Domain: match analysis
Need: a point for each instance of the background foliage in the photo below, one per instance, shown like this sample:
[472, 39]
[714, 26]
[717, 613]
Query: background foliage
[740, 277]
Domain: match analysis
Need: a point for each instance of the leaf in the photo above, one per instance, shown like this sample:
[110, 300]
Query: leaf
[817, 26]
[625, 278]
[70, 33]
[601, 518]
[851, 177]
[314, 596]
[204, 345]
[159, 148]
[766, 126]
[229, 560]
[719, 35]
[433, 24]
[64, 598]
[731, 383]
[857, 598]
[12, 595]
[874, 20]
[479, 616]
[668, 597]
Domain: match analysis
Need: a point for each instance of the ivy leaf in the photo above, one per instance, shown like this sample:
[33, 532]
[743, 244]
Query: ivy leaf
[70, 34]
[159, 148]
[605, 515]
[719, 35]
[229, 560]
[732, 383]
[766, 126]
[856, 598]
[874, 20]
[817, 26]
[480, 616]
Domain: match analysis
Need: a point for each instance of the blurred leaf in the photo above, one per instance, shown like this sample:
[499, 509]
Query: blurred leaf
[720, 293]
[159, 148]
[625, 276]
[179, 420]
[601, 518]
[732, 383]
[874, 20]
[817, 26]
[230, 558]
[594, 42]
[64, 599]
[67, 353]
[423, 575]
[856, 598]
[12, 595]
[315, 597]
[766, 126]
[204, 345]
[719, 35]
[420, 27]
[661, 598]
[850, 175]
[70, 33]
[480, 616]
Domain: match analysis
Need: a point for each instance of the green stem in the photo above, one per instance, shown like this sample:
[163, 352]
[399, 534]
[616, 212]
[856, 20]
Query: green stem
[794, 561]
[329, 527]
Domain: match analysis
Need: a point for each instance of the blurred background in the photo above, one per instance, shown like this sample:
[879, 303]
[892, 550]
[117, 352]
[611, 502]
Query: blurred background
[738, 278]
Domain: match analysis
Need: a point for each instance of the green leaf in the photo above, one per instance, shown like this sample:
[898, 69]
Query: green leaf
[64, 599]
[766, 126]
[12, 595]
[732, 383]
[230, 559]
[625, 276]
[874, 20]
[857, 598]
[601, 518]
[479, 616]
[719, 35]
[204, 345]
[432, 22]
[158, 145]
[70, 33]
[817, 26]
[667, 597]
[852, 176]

_Problem statement_
Your answer should consist of each line above in which "sample" appears.

_Solution to this exercise_
Need: a point for each instance of the background foliage in the photo below, one per instance, shown like this sample:
Need: a point for each instance of the leaf in the photo above, one per instance, shown like this sample:
Need: a point for each instance of the ivy leaf in the photo above, one per instance, shown like this sample:
Need: a point for each instance of the blurred leaf in the photo above, one per instance, shown like this sample:
Need: a point for each instance of the green stem in the photo above, one per instance, shown like this sample:
Need: a point for each instance of the blurred background in the photo above, one per instance, shown like this sample:
Need: a point for each instance of the green leaf in the photo above, one per instance, shown like this sample:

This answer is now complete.